-- Begin Document text --
Shockingly promiscuous, I'm afraid. I can often have as many as 10 books on the go.

Definitely a promiscuous gallivanter! I usually have 4 or 5 on the go at once. Generally, though, there's The Novel, which I dedicate myself to most of the time and the others (often short stories and non-fiction) are more 'on the side' for when the mood takes me. (So I'm like the 'Devoted Family Man' who nevertheless keeps a few willing mistresses at his disposal!)

But you've raised a point I've often asked myself: why do we consider reading about a string of grisly murders 'light reading'?! The more one thinks about this, the more peculiar it seems!

Well I am clearly the staid boring one here! I suppose, thinking about it, I do dabble in other books, non-fiction in chunks ie recipe books or a guide book. I might keep a book like that by a chair so if I grab a cuppa during the day I might read one or two entries/recipes etc. I often read a page standing up in front of a bookshelf too, but like food eaten with the fridge door open, that doesn't count. But other than all that I am a one book woman.
-- End Document text --
- _To do_:
A) Do the following statements agree with the reading comments? (i) One commenter usually has 4 or 5 books on the go at once. (ii) The commenter who calls herself a one book woman never reads recipe books. (iii) That same commenter counts a page read standing in front of a bookshelf. Answer yes or no for each, quoting the deciding words of the reading comments.
B) Please rewrite the part of the reading comments starting with "Definitely a promiscuous" and going on through "at his disposal!)", with "short stories" changed to "poems".
-- Begin Supplied information --
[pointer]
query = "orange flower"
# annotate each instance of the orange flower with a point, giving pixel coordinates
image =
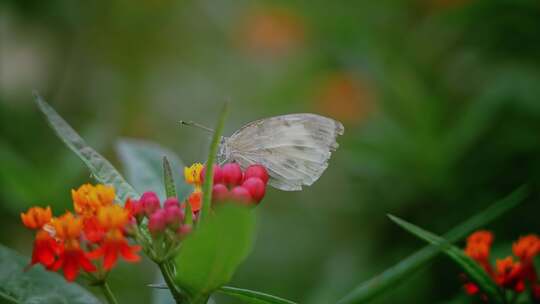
(71, 260)
(346, 97)
(89, 198)
(527, 247)
(195, 201)
(113, 219)
(478, 248)
(272, 31)
(192, 174)
(36, 217)
(68, 229)
(46, 249)
(509, 274)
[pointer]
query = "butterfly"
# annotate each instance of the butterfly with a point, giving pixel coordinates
(294, 148)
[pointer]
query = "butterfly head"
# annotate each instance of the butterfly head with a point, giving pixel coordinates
(223, 151)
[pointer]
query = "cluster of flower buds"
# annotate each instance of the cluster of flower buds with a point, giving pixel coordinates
(512, 273)
(170, 216)
(98, 230)
(230, 183)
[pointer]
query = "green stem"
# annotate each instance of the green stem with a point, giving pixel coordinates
(167, 275)
(111, 299)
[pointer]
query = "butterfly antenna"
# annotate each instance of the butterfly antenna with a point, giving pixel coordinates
(196, 125)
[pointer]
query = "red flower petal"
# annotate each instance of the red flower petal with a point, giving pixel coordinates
(111, 255)
(129, 252)
(71, 267)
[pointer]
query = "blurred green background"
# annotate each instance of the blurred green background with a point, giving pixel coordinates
(439, 98)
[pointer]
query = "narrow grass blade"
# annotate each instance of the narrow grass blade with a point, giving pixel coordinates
(102, 170)
(389, 278)
(473, 269)
(253, 297)
(168, 178)
(209, 172)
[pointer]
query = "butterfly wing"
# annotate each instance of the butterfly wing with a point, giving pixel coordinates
(294, 148)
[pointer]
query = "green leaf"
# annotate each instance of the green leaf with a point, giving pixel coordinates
(473, 269)
(36, 285)
(211, 254)
(168, 178)
(101, 169)
(143, 165)
(253, 297)
(209, 172)
(388, 279)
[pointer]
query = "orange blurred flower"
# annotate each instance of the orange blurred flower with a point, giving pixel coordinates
(527, 247)
(192, 175)
(345, 97)
(509, 274)
(478, 248)
(272, 31)
(36, 217)
(87, 199)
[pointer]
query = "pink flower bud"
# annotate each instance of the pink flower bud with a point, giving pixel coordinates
(256, 188)
(184, 230)
(257, 171)
(219, 193)
(232, 174)
(174, 216)
(218, 174)
(171, 202)
(157, 221)
(241, 194)
(135, 208)
(150, 202)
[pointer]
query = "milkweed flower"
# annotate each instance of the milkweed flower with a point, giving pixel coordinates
(113, 219)
(527, 247)
(36, 217)
(97, 224)
(88, 199)
(192, 174)
(229, 183)
(478, 248)
(45, 249)
(509, 273)
(68, 230)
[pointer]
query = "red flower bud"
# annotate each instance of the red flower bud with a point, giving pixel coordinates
(219, 193)
(171, 202)
(232, 174)
(184, 230)
(256, 188)
(157, 221)
(150, 202)
(218, 174)
(241, 194)
(257, 171)
(174, 216)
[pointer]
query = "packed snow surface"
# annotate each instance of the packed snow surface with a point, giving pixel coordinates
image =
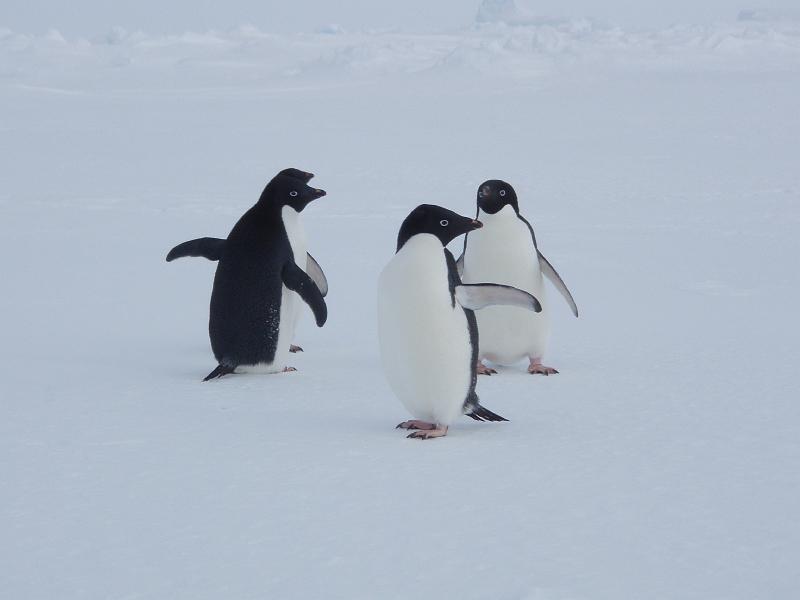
(660, 171)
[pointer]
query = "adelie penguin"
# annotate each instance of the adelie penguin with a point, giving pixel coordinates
(211, 249)
(505, 251)
(259, 281)
(426, 324)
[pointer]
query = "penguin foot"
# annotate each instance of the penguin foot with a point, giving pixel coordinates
(429, 434)
(484, 370)
(537, 368)
(220, 371)
(414, 424)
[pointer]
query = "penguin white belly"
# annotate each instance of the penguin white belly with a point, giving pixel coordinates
(424, 340)
(291, 303)
(502, 251)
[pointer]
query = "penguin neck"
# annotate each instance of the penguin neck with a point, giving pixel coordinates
(294, 232)
(505, 215)
(422, 244)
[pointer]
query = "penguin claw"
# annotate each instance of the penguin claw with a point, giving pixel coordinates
(482, 369)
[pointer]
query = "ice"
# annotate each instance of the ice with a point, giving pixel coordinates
(659, 168)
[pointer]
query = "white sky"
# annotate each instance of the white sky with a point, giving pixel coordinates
(90, 17)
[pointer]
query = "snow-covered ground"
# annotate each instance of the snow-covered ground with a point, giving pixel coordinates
(660, 170)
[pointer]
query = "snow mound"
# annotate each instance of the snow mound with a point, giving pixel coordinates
(505, 42)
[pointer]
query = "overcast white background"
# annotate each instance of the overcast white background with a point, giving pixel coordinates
(90, 17)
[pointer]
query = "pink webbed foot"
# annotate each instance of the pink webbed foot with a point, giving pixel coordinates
(537, 368)
(414, 424)
(428, 434)
(484, 370)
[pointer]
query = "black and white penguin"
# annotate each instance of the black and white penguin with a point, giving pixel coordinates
(426, 324)
(258, 283)
(505, 251)
(212, 249)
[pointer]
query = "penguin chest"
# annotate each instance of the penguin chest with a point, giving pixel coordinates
(503, 252)
(424, 338)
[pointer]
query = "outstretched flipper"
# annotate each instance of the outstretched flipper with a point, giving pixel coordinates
(210, 248)
(556, 280)
(220, 371)
(315, 272)
(475, 296)
(298, 281)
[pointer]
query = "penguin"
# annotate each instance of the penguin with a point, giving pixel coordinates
(212, 248)
(258, 283)
(427, 332)
(505, 251)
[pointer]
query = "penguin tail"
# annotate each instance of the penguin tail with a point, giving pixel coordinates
(481, 413)
(220, 371)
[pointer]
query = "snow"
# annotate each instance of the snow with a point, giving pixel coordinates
(659, 169)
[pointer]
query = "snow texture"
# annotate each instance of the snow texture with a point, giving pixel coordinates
(660, 171)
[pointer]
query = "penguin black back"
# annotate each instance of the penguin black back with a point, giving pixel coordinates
(255, 263)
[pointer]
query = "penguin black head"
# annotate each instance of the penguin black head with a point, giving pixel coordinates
(436, 220)
(289, 188)
(494, 194)
(304, 176)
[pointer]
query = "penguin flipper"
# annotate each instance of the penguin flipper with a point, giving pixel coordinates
(298, 281)
(210, 248)
(220, 371)
(556, 280)
(460, 265)
(315, 272)
(475, 296)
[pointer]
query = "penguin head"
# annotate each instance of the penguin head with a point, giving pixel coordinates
(494, 195)
(290, 188)
(436, 220)
(304, 176)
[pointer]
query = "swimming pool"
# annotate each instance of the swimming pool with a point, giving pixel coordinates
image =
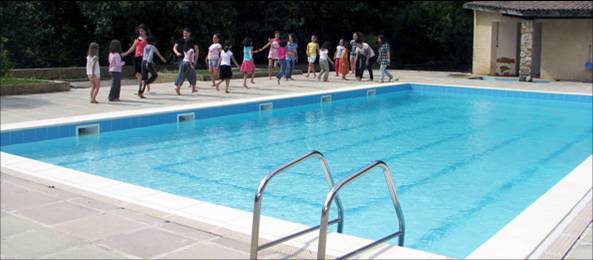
(464, 163)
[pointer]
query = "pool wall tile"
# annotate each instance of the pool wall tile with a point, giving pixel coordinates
(108, 125)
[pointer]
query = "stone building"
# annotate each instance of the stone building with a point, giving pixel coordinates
(542, 39)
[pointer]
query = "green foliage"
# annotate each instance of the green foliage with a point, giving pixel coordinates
(50, 34)
(5, 62)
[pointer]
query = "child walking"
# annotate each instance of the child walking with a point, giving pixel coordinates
(213, 57)
(248, 67)
(115, 64)
(323, 61)
(273, 44)
(312, 50)
(291, 55)
(187, 69)
(385, 58)
(93, 71)
(148, 65)
(338, 56)
(282, 61)
(344, 61)
(226, 55)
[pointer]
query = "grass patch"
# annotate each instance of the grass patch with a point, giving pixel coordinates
(19, 81)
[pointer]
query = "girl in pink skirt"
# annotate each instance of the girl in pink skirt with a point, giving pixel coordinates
(274, 44)
(248, 67)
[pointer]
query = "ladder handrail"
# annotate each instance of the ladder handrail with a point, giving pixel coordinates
(259, 197)
(334, 192)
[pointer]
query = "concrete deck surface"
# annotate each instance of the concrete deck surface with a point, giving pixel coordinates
(44, 222)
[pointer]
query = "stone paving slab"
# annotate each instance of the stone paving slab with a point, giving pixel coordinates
(86, 252)
(147, 243)
(57, 224)
(583, 248)
(37, 243)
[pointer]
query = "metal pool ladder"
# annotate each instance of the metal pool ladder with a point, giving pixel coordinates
(331, 196)
(255, 247)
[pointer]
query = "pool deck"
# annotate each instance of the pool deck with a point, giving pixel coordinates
(21, 108)
(38, 221)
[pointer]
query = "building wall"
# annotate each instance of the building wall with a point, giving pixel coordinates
(506, 49)
(483, 61)
(566, 46)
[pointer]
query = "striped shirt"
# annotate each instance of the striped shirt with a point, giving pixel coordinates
(383, 53)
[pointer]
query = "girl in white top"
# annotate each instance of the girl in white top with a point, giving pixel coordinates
(323, 61)
(338, 54)
(226, 55)
(93, 71)
(213, 57)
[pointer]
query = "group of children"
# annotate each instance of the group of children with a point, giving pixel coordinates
(351, 57)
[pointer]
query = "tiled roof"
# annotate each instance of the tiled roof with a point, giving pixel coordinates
(534, 9)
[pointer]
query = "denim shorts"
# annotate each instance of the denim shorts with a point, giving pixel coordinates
(213, 63)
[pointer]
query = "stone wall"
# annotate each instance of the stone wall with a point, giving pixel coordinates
(526, 51)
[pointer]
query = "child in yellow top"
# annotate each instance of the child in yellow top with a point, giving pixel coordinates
(312, 50)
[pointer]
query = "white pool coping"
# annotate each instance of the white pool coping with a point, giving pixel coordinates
(520, 238)
(158, 110)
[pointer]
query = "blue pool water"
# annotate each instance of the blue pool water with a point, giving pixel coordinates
(464, 165)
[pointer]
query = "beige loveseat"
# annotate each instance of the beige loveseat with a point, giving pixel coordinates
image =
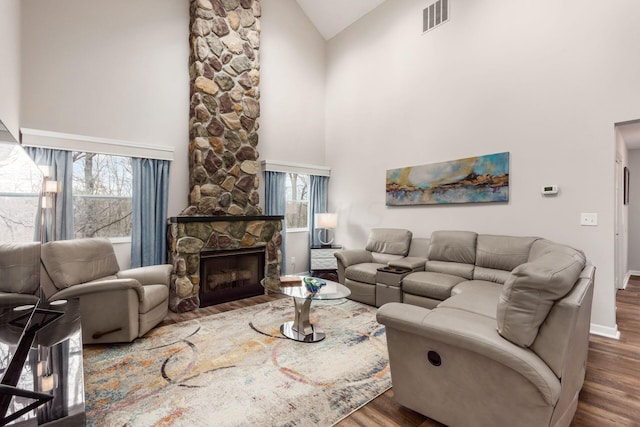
(493, 332)
(19, 273)
(115, 305)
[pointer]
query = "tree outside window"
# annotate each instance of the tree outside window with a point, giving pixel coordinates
(20, 183)
(297, 194)
(102, 189)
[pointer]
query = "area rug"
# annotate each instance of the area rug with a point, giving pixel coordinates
(236, 369)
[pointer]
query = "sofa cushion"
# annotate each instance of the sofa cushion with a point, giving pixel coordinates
(453, 246)
(452, 268)
(154, 295)
(394, 241)
(478, 285)
(502, 252)
(20, 267)
(71, 262)
(452, 252)
(496, 256)
(365, 272)
(481, 300)
(429, 284)
(528, 295)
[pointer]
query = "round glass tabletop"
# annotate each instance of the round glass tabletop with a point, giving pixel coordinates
(330, 290)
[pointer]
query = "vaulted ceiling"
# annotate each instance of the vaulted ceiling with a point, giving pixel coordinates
(332, 16)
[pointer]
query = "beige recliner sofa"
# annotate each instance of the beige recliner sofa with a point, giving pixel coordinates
(19, 273)
(115, 305)
(499, 332)
(357, 268)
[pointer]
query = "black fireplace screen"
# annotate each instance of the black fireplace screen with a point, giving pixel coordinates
(231, 275)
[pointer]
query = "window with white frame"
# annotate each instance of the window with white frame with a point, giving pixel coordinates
(20, 183)
(297, 194)
(102, 190)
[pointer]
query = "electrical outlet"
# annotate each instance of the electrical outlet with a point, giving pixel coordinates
(590, 219)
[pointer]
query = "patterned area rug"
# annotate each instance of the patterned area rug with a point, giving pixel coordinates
(236, 369)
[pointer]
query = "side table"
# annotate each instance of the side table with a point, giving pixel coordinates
(323, 263)
(388, 280)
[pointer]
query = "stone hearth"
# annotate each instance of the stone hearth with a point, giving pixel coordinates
(189, 236)
(223, 212)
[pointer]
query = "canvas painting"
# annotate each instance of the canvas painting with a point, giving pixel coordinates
(478, 179)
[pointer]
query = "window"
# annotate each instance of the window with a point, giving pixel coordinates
(297, 194)
(102, 189)
(20, 183)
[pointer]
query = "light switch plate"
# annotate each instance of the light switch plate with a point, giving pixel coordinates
(590, 219)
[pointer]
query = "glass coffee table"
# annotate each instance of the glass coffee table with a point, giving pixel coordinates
(300, 328)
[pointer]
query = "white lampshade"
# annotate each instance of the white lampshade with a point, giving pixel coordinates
(326, 220)
(51, 186)
(45, 169)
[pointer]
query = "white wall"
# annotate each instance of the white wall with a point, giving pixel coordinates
(543, 80)
(112, 69)
(10, 65)
(292, 86)
(634, 210)
(292, 100)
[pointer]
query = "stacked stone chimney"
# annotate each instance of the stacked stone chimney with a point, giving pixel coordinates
(224, 111)
(223, 212)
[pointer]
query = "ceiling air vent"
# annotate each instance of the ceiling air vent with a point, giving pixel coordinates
(435, 14)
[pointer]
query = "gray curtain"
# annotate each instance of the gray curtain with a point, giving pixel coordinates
(149, 211)
(318, 196)
(275, 204)
(61, 164)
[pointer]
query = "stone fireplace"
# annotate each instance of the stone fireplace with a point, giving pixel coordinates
(230, 275)
(223, 216)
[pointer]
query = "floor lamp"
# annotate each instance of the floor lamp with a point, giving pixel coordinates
(47, 204)
(326, 221)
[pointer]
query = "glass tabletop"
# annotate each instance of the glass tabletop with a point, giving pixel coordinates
(331, 290)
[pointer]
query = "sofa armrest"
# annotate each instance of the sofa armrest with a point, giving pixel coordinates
(353, 256)
(474, 333)
(412, 263)
(150, 275)
(82, 289)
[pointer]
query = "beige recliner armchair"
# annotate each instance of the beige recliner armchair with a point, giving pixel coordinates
(19, 273)
(357, 268)
(115, 306)
(497, 355)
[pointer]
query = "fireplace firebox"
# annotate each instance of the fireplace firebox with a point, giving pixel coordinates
(228, 275)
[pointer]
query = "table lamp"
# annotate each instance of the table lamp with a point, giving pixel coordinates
(326, 221)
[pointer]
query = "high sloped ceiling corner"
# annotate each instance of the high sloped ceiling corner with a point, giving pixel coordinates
(332, 16)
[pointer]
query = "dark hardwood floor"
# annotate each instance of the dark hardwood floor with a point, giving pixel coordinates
(610, 395)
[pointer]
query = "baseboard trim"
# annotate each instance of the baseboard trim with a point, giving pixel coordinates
(627, 277)
(605, 331)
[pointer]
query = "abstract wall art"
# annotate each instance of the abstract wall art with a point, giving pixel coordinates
(478, 179)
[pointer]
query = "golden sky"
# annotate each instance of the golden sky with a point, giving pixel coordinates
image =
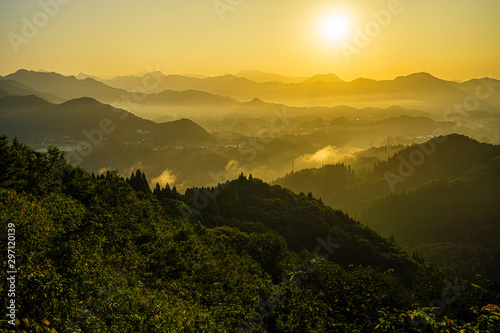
(452, 39)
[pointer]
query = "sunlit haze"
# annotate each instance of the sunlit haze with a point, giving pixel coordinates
(448, 38)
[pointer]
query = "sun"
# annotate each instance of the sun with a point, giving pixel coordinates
(335, 27)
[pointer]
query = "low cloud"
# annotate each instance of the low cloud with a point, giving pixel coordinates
(166, 177)
(326, 155)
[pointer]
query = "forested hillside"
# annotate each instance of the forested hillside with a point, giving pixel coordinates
(105, 254)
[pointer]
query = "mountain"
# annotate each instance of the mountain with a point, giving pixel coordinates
(83, 76)
(328, 78)
(72, 119)
(67, 87)
(259, 76)
(12, 88)
(188, 98)
(437, 198)
(420, 91)
(104, 253)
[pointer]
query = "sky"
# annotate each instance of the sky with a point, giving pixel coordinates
(378, 39)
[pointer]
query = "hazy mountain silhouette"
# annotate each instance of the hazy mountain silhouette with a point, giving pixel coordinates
(188, 98)
(260, 77)
(67, 87)
(329, 78)
(416, 91)
(42, 120)
(11, 87)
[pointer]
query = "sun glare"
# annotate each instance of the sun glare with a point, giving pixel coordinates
(335, 27)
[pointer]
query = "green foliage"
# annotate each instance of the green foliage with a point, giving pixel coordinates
(102, 255)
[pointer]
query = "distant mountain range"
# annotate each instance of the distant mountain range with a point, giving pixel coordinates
(35, 120)
(417, 91)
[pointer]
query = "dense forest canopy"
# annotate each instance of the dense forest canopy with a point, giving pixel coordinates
(104, 253)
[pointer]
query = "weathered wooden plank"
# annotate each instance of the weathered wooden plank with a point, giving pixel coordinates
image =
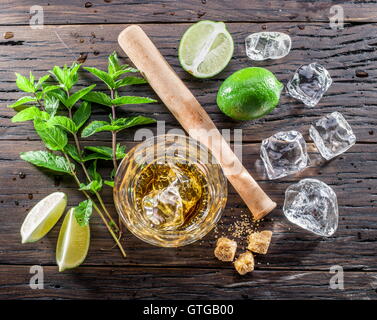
(344, 53)
(352, 175)
(123, 11)
(182, 283)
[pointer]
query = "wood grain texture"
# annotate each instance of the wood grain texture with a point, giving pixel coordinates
(297, 265)
(173, 11)
(352, 176)
(344, 53)
(182, 283)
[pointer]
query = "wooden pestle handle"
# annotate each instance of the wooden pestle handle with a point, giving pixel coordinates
(191, 115)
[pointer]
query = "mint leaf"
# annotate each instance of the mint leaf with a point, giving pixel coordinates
(61, 75)
(66, 76)
(24, 83)
(71, 150)
(83, 212)
(117, 125)
(70, 102)
(125, 69)
(82, 114)
(113, 63)
(102, 75)
(64, 122)
(31, 113)
(49, 88)
(92, 170)
(61, 95)
(129, 81)
(106, 151)
(94, 127)
(47, 160)
(123, 123)
(110, 183)
(53, 137)
(51, 105)
(95, 156)
(98, 97)
(93, 186)
(22, 101)
(131, 100)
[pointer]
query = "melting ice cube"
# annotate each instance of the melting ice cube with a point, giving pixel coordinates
(167, 207)
(332, 135)
(312, 205)
(309, 83)
(284, 153)
(267, 45)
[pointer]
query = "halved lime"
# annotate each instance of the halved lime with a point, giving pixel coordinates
(73, 243)
(205, 49)
(43, 216)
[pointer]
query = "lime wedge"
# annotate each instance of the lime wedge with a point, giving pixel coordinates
(73, 243)
(43, 216)
(205, 49)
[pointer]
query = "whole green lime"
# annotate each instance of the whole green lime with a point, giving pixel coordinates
(249, 93)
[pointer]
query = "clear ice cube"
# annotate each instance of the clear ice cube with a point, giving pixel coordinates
(165, 206)
(309, 83)
(332, 135)
(267, 45)
(284, 153)
(312, 205)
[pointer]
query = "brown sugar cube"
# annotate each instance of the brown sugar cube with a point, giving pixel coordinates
(244, 263)
(259, 241)
(225, 249)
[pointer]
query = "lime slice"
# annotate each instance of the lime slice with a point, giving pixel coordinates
(43, 216)
(73, 243)
(205, 49)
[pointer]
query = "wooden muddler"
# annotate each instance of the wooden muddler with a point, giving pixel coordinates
(191, 115)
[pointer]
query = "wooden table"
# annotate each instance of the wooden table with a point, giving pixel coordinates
(298, 264)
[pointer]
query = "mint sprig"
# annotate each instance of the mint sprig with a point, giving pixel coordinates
(59, 114)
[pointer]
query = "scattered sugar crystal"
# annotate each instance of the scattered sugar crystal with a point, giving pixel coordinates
(284, 153)
(267, 45)
(311, 204)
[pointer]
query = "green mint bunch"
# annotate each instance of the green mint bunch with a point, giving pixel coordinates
(59, 114)
(116, 77)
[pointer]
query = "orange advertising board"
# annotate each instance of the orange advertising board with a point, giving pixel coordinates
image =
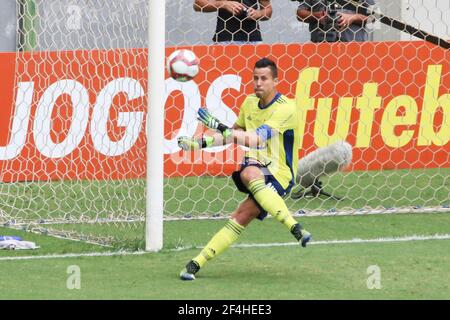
(81, 114)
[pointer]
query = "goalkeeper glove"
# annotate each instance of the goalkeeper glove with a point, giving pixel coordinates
(213, 123)
(189, 143)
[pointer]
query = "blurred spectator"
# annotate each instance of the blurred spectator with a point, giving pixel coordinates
(330, 23)
(237, 20)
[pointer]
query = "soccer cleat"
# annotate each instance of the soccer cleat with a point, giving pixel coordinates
(306, 237)
(301, 234)
(188, 273)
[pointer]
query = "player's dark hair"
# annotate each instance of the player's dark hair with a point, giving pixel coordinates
(267, 63)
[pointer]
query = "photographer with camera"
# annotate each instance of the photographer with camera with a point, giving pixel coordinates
(329, 22)
(237, 20)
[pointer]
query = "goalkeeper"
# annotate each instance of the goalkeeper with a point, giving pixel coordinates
(267, 124)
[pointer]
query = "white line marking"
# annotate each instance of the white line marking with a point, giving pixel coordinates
(242, 245)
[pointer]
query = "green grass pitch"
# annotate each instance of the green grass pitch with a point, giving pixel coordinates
(409, 269)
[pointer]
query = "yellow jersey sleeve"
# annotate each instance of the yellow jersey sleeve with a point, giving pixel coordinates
(241, 118)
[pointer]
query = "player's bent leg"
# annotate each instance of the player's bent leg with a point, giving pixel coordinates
(272, 202)
(223, 239)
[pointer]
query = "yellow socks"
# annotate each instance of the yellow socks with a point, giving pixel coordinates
(271, 201)
(221, 241)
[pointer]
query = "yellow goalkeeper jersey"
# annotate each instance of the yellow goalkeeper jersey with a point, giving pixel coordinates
(278, 124)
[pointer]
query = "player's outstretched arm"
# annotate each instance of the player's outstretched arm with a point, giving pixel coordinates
(229, 135)
(211, 122)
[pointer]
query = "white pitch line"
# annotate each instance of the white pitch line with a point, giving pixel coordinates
(242, 245)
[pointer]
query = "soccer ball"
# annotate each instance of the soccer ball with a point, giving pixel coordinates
(182, 65)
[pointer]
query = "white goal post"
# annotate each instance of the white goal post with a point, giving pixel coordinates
(155, 125)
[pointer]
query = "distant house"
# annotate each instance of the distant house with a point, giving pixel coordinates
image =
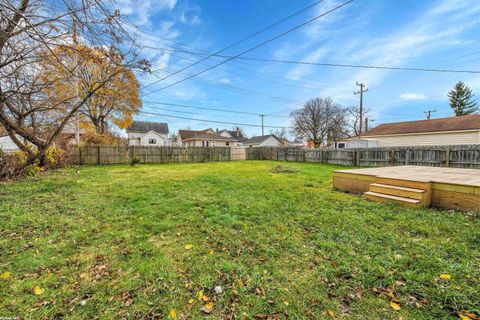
(204, 138)
(234, 134)
(263, 141)
(142, 133)
(444, 131)
(7, 145)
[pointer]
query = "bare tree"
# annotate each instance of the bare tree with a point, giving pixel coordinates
(319, 120)
(37, 36)
(353, 121)
(280, 133)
-- End Supplied information --
- _The replies_:
A)
(i) Yes: "I usually have 4 or 5 on the go at once."
(ii) No: "non-fiction in chunks ie recipe books or a guide book."
(iii) No: "that doesn't count."

B)
Definitely a promiscuous gallivanter! I usually have 4 or 5 on the go at once. Generally, though, there's The Novel, which I dedicate myself to most of the time and the others (often poems and non-fiction) are more 'on the side' for when the mood takes me. (So I'm like the 'Devoted Family Man' who nevertheless keeps a few willing mistresses at his disposal!)